Tally every line in the data that has the word "cliff" and report only the total.

Source information
+ + + + +

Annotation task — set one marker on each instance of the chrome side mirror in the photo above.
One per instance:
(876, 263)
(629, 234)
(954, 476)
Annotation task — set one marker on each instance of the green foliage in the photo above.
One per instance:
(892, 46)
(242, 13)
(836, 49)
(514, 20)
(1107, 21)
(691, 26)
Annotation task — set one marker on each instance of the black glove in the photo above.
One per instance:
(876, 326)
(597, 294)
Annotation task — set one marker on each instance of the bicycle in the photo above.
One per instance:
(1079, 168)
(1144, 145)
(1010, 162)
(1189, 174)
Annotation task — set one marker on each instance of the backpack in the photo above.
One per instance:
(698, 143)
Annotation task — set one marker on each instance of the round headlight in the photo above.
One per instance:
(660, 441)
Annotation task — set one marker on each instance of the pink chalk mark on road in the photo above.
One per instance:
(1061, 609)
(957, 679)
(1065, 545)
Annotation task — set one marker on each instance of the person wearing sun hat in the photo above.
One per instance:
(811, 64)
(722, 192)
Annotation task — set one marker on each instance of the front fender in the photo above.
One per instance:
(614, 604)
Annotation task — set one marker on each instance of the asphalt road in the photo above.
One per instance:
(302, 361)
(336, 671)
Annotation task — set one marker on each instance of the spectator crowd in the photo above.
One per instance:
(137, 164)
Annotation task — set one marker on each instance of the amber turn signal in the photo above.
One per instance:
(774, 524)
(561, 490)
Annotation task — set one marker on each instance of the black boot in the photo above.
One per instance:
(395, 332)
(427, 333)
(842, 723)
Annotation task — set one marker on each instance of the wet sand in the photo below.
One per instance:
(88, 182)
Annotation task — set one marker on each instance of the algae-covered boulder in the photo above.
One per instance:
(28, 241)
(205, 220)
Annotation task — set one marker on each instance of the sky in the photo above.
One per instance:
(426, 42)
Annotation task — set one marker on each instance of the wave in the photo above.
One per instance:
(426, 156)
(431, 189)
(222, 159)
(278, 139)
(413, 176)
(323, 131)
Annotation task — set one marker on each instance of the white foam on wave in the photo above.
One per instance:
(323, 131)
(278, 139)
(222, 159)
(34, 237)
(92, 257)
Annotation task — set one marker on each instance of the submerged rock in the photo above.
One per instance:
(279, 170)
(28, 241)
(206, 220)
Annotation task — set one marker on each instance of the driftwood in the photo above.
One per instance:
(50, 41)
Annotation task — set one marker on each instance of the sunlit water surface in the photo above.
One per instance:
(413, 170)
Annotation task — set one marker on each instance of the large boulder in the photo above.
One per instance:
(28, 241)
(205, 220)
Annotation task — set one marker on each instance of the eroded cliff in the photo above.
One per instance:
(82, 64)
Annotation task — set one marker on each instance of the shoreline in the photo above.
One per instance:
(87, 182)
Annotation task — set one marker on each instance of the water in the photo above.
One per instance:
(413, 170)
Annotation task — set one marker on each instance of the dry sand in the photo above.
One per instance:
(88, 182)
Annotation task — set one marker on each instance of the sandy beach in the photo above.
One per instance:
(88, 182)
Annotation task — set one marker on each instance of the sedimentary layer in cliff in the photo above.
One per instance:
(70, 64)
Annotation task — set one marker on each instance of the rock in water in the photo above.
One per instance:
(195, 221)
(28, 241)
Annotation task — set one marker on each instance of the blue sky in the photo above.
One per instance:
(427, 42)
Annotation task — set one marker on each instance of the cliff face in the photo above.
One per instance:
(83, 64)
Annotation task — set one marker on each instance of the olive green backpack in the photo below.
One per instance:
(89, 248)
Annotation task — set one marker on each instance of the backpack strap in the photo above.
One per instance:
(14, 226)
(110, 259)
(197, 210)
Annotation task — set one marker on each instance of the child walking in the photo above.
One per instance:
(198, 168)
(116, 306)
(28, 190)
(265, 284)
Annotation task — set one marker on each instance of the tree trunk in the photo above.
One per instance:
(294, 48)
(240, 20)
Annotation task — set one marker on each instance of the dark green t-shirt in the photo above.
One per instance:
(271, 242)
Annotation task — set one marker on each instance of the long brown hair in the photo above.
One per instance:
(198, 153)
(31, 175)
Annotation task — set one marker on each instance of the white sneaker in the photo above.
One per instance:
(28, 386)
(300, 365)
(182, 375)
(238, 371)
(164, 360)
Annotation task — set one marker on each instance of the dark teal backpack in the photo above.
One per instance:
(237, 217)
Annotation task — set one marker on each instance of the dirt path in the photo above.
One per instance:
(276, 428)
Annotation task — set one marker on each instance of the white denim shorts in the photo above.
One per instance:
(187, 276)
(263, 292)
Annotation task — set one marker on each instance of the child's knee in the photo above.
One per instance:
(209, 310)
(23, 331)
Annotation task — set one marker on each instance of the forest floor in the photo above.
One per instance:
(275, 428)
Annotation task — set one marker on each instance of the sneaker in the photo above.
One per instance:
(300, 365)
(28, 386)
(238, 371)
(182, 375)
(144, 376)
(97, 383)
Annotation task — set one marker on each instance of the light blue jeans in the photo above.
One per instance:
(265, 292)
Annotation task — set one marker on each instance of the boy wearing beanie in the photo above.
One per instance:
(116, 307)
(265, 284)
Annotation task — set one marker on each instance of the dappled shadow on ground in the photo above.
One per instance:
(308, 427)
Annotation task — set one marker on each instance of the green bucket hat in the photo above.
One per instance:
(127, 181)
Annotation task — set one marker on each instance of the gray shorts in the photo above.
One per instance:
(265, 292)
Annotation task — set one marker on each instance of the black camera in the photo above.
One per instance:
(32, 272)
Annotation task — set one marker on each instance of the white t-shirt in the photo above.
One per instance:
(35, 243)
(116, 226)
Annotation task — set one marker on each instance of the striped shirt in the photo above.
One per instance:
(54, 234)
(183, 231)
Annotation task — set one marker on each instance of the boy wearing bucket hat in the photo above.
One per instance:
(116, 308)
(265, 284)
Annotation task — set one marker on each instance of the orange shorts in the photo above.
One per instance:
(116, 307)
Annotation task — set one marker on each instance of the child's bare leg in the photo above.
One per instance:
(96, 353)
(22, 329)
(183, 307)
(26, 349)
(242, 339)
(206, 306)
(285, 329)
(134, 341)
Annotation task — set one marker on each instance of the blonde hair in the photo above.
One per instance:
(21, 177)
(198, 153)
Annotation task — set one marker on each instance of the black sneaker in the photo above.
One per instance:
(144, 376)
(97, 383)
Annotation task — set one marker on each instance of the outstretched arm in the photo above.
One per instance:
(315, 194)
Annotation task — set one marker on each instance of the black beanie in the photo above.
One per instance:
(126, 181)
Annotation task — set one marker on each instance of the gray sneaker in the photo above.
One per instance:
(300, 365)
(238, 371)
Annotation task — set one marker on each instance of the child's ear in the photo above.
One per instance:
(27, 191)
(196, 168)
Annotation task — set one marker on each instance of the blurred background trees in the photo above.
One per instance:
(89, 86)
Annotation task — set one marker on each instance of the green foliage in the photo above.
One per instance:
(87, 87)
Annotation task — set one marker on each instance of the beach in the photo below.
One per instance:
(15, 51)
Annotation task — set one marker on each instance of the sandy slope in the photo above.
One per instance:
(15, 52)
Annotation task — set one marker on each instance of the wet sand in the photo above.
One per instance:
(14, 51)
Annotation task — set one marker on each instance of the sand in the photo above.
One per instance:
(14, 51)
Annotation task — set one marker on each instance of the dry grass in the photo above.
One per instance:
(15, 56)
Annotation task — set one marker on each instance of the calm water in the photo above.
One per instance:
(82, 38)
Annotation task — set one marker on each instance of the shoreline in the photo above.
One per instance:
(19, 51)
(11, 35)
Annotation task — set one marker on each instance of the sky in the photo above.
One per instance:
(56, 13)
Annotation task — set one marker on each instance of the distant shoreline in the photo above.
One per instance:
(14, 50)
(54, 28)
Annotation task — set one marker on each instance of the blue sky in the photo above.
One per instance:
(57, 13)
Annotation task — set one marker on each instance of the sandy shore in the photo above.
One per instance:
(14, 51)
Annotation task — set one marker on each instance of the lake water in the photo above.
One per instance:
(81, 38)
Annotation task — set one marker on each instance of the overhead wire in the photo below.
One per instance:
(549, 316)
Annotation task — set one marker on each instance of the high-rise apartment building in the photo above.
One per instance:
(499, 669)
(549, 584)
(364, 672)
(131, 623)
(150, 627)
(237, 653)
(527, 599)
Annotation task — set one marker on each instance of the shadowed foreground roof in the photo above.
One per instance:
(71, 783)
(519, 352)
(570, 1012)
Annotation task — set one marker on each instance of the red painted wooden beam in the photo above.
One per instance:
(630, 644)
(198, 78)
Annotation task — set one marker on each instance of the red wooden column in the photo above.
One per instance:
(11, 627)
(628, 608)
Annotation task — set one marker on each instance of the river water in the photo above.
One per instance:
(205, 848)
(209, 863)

+ + + + +

The completed task
3